═════ Records for processing

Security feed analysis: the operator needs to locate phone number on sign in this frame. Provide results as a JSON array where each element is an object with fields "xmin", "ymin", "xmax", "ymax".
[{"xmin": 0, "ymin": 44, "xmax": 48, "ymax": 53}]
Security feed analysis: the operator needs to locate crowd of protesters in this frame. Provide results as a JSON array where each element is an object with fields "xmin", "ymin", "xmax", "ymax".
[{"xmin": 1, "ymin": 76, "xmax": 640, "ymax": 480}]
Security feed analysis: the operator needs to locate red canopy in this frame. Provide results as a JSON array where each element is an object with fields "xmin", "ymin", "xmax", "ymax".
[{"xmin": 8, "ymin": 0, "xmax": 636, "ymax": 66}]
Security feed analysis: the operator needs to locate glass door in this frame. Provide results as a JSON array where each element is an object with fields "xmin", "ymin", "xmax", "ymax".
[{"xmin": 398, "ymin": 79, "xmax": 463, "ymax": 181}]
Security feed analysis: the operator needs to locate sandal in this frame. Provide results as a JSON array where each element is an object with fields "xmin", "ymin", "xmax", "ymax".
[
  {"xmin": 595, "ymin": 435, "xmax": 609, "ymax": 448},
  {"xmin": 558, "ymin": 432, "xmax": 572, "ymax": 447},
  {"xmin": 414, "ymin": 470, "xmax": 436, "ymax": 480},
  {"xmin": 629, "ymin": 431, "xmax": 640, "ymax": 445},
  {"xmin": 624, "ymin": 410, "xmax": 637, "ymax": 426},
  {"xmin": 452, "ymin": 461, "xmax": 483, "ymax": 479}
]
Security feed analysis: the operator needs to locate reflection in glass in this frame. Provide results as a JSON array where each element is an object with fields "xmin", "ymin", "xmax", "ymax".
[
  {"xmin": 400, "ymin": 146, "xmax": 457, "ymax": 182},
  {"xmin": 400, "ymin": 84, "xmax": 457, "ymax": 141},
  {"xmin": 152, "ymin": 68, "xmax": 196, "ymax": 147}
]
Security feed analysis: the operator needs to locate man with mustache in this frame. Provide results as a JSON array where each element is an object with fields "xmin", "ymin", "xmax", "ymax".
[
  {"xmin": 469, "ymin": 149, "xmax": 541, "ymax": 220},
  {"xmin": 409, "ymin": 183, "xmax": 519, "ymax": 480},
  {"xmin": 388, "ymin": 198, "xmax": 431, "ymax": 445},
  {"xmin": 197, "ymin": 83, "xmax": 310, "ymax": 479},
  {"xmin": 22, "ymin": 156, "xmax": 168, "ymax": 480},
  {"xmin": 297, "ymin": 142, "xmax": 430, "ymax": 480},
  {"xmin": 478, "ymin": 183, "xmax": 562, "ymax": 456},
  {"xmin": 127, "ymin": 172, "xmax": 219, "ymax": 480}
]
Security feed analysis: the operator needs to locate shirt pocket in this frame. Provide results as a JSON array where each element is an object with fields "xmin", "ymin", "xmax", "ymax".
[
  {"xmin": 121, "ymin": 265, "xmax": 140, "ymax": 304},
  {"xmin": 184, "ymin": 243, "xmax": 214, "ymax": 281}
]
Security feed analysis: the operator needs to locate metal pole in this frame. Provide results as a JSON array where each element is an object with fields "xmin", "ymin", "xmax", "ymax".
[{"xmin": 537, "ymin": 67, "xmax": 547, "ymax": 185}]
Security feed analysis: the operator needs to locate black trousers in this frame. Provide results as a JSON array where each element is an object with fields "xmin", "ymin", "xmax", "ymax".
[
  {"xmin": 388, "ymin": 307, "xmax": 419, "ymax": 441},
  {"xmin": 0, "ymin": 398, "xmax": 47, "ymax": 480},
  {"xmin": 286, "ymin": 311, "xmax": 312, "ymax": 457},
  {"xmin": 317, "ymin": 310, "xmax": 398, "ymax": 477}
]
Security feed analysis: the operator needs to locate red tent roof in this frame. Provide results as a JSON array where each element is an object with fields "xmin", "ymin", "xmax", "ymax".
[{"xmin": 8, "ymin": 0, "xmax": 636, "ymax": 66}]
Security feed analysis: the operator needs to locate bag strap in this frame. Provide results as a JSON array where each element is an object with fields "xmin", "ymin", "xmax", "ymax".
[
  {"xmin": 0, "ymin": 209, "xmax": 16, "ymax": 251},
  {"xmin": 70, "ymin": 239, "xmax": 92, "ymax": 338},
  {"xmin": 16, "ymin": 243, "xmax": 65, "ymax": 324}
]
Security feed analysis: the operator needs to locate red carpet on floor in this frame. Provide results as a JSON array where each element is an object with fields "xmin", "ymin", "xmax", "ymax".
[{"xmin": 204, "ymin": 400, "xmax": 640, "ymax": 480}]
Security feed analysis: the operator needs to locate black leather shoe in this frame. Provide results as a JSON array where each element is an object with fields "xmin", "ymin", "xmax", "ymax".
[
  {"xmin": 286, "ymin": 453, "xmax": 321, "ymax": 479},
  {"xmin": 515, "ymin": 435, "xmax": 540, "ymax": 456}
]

══════════

▶ _Try it_:
Send back every record, precisely as written.

▶ _Your response_:
Security feed analysis: the operator needs to locate phone number on sign in this frame. Provide results as a JSON array where each element is an object with fields "xmin", "ymin", "xmax", "ymax".
[{"xmin": 0, "ymin": 44, "xmax": 48, "ymax": 53}]
Security feed analysis: the operator needs to locate crowd of protesters in this frame. Provide results as a JSON array where each element is an object with fields "xmin", "ymin", "xmax", "ymax".
[{"xmin": 1, "ymin": 76, "xmax": 640, "ymax": 480}]
Security feed analysis: the operator needs to locate red canopy in this frame. Provide results as a JSON array where each element is an object with fields "xmin", "ymin", "xmax", "ymax".
[{"xmin": 8, "ymin": 0, "xmax": 636, "ymax": 66}]
Security feed analysis: the operator needs to locate glass door in this frame. Provide results as a JSON array where each element is an object with fields "xmin", "ymin", "xmax", "ymax".
[{"xmin": 398, "ymin": 79, "xmax": 463, "ymax": 181}]
Security feed analysis: the operator needs to locate sandal in this frame. Provide results as a JSON array where each element is an object with fields "xmin", "ymin", "xmax", "ymax".
[
  {"xmin": 595, "ymin": 435, "xmax": 609, "ymax": 448},
  {"xmin": 558, "ymin": 432, "xmax": 572, "ymax": 447},
  {"xmin": 414, "ymin": 470, "xmax": 436, "ymax": 480},
  {"xmin": 629, "ymin": 431, "xmax": 640, "ymax": 445},
  {"xmin": 624, "ymin": 410, "xmax": 637, "ymax": 426},
  {"xmin": 452, "ymin": 461, "xmax": 483, "ymax": 479}
]
Security feed analysis: the operator needs to locate reflection in glass in this frame. Provide results as a JSON array where each element is an object with fields "xmin", "ymin", "xmax", "ymax".
[
  {"xmin": 400, "ymin": 146, "xmax": 457, "ymax": 182},
  {"xmin": 400, "ymin": 84, "xmax": 457, "ymax": 141},
  {"xmin": 152, "ymin": 68, "xmax": 196, "ymax": 147}
]
Security feed analysis: the operator needs to locate man with mustache in this frame. Provide results as a JSON array where each element is an object with fields "xmin", "ymin", "xmax", "ymax".
[
  {"xmin": 469, "ymin": 149, "xmax": 541, "ymax": 220},
  {"xmin": 409, "ymin": 183, "xmax": 519, "ymax": 480},
  {"xmin": 388, "ymin": 198, "xmax": 431, "ymax": 445},
  {"xmin": 197, "ymin": 83, "xmax": 310, "ymax": 479},
  {"xmin": 22, "ymin": 156, "xmax": 168, "ymax": 480},
  {"xmin": 297, "ymin": 142, "xmax": 430, "ymax": 480},
  {"xmin": 478, "ymin": 183, "xmax": 562, "ymax": 456},
  {"xmin": 127, "ymin": 172, "xmax": 219, "ymax": 480}
]
Security feed analysis: the operator needs to locate shirt pocket in this frame. Provide results as a JSON array where each element is an object with fields "xmin", "ymin", "xmax", "ymax".
[
  {"xmin": 121, "ymin": 265, "xmax": 140, "ymax": 304},
  {"xmin": 184, "ymin": 243, "xmax": 214, "ymax": 281}
]
Security feed analysis: the operator needs to locate metal pole in this frame. Provide results as a JSON array where each element is an object with fields "xmin", "ymin", "xmax", "ymax".
[{"xmin": 537, "ymin": 67, "xmax": 547, "ymax": 185}]
Security feed analysis: the operator needs to locate black trousers in this frame. Provide results as a JSON array where each element is an object with fields "xmin", "ymin", "xmax", "ymax".
[
  {"xmin": 388, "ymin": 307, "xmax": 419, "ymax": 441},
  {"xmin": 0, "ymin": 398, "xmax": 47, "ymax": 480},
  {"xmin": 286, "ymin": 311, "xmax": 312, "ymax": 457},
  {"xmin": 317, "ymin": 310, "xmax": 398, "ymax": 477}
]
Security feed analysis: the operator needs to locate red tent roof in this frame. Provide results as a JSON array where each element is an object with fields "xmin", "ymin", "xmax", "ymax".
[{"xmin": 8, "ymin": 0, "xmax": 636, "ymax": 66}]
Security feed analysis: the operator needs to locate bag strap in this frame. Provide results as a JSON array where each element is an object with fields "xmin", "ymin", "xmax", "ymax".
[
  {"xmin": 0, "ymin": 209, "xmax": 16, "ymax": 251},
  {"xmin": 70, "ymin": 239, "xmax": 92, "ymax": 338},
  {"xmin": 16, "ymin": 243, "xmax": 65, "ymax": 324}
]
Security feed analysis: the operator needs to locate red carpet on floor in this frame. Provide results as a JSON array where each element is an object with fields "xmin", "ymin", "xmax", "ymax".
[{"xmin": 204, "ymin": 400, "xmax": 640, "ymax": 480}]
Security feed analysis: the operator needs to locate black leather shoe in this frame. Provide results as a JSON array where each element is an object with fields "xmin", "ymin", "xmax", "ymax".
[
  {"xmin": 286, "ymin": 453, "xmax": 321, "ymax": 479},
  {"xmin": 515, "ymin": 435, "xmax": 540, "ymax": 456}
]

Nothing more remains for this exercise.